[WHAT YOU NEED TO DO]
a - According to the section alignment page, across how many different languages is section alignment now computed?
b - Rewrite the stretch of the section alignment page from "System description" through "from each section.", putting "Jaccard similarity coefficient" in place of "Jaccard index".

[TEXT SECTION]
+++

Research:Expanding Wikipedia articles across languages/Inter language approach/Section Alignment at Large Scale
Following our previous work on Cross-lingual Section Alignment we have expanded the language coverage and updated the ML-pipelines in order to compute section alignment across 205 different languages. This page describes the details about the implementation and performance of our new algorithm.
System description
[edit]Features
[edit]- Title similarity: The cosine similarity between the vector representations of two section titles.
- Link similarity (sum): Sum of link similarity for all section pairs with the same source and target sections. Link similarity is defined here as the Jaccard index between two vectors containing section links, represented as wikidata items, from each section.
- Link similarity (mean): Mean link similarity for all section pairs with the same source and target sections.
- Edit distance: The Levenshtein distance between two section titles.

+++

Segmentation mask data
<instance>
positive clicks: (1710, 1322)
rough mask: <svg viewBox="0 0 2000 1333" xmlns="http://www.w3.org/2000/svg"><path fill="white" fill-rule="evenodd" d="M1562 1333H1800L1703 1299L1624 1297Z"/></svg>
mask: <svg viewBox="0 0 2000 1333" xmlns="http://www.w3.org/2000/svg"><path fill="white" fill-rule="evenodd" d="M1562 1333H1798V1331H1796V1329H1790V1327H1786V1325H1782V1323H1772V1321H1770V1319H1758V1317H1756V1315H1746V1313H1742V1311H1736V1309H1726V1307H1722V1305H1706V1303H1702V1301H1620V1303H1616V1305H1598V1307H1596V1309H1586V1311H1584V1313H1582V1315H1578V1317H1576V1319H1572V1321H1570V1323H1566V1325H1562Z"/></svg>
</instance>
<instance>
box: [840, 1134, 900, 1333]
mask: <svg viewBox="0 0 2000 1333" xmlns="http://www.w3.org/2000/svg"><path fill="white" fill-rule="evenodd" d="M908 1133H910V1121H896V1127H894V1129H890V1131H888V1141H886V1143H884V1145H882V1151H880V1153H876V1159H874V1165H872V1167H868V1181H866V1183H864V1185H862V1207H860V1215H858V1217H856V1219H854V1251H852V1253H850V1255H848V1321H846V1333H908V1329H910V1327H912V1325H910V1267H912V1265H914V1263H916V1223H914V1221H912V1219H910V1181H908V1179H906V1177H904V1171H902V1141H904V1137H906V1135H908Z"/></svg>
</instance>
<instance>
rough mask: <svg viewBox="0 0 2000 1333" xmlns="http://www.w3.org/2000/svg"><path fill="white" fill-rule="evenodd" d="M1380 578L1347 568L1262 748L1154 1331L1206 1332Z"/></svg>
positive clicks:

+++

[TASK-BY-TASK ANSWERS]
a - 205 languages

b -
System description
[edit]Features
[edit]- Title similarity: The cosine similarity between the vector representations of two section titles.
- Link similarity (sum): Sum of link similarity for all section pairs with the same source and target sections. Link similarity is defined here as the Jaccard similarity coefficient between two vectors containing section links, represented as wikidata items, from each section.